[Work to complete] Output the lines below word for word, keeping every character and line unchanged.

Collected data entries
——
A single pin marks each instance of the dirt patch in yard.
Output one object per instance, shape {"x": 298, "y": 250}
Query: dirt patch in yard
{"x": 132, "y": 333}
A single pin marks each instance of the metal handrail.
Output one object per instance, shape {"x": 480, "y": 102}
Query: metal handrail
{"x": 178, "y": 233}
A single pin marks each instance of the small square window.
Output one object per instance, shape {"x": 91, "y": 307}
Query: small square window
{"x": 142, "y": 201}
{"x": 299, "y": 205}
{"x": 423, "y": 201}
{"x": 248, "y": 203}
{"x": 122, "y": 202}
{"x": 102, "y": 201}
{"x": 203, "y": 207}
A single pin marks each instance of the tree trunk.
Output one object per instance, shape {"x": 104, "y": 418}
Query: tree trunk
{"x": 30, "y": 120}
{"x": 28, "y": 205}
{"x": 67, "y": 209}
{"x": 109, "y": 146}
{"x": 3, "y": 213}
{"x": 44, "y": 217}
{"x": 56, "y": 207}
——
[Expected answer]
A single pin marks each instance of the dirt patch in yard.
Output one object per instance, shape {"x": 298, "y": 250}
Query: dirt patch in yard
{"x": 132, "y": 333}
A single pin marks each instance of the metal handrail.
Output one object per instance, shape {"x": 480, "y": 102}
Query: metal handrail
{"x": 178, "y": 233}
A single pin marks each instance of the small square window.
Output one object per instance, shape {"x": 91, "y": 307}
Query: small square window
{"x": 142, "y": 201}
{"x": 299, "y": 205}
{"x": 423, "y": 201}
{"x": 248, "y": 203}
{"x": 122, "y": 202}
{"x": 102, "y": 201}
{"x": 203, "y": 207}
A single pin marks each instance of the tree trunk.
Output one object per instance, shape {"x": 104, "y": 418}
Query: tree trunk
{"x": 30, "y": 120}
{"x": 28, "y": 205}
{"x": 67, "y": 209}
{"x": 109, "y": 146}
{"x": 3, "y": 213}
{"x": 44, "y": 217}
{"x": 56, "y": 207}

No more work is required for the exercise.